__Texto extraído__:
▼
O Sr. Presidente: — Declaro aberta a reunião. Eram 17 horas e 40 minutos.

Em primeiro lugar, quero cumprimentar os jovens que nos deram o prazer de estar connosco neste princípio das comemorações do 25 de Abril (15.° aniversário) e endereçar uma palavra de muita fraternidade, muita amizade, e um abraço amigo ao Sr. Prof. Agostinho da Silva, que nos vai dirigir a palavra hoje. Vai ser, com certeza, uma intervenção altamente estimulante, que irá suscitar muitas perguntas e muitas questões na parte final, a que o Sr. Prof. Agostinho da Silva, como sempre, está disponível para responder e comentar.

Quero deixar aqui os agradecimentos da Assembleia da República pela disponibilidade do Sr. Prof. Agostinho da Silva, os agradecimentos aos nossos convidados que quiserem hoje acompanhar-nos nesta sessão e que nos querem, porventura, acompanhar na sessão de amanhã. Particularmente cumprimento os jovens que vivem num momento alto da nossa história que são as comemorações do 25 de Abril.
▲
__Objetivo da tarefa__:
Atualize o trecho da transcrição começando em "O Sr. Presidente: —" e terminando em "responder e comentar.", trocando "reunião" por "sessão".

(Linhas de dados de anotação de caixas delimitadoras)
▼
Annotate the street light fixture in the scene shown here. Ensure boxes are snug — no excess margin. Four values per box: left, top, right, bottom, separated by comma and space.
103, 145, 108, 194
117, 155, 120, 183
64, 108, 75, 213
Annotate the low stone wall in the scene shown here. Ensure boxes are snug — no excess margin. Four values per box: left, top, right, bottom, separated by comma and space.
▲
__Resultado completo__:
O Sr. Presidente: — Declaro aberta a sessão. Eram 17 horas e 40 minutos.

Em primeiro lugar, quero cumprimentar os jovens que nos deram o prazer de estar connosco neste princípio das comemorações do 25 de Abril (15.° aniversário) e endereçar uma palavra de muita fraternidade, muita amizade, e um abraço amigo ao Sr. Prof. Agostinho da Silva, que nos vai dirigir a palavra hoje. Vai ser, com certeza, uma intervenção altamente estimulante, que irá suscitar muitas perguntas e muitas questões na parte final, a que o Sr. Prof. Agostinho da Silva, como sempre, está disponível para responder e comentar.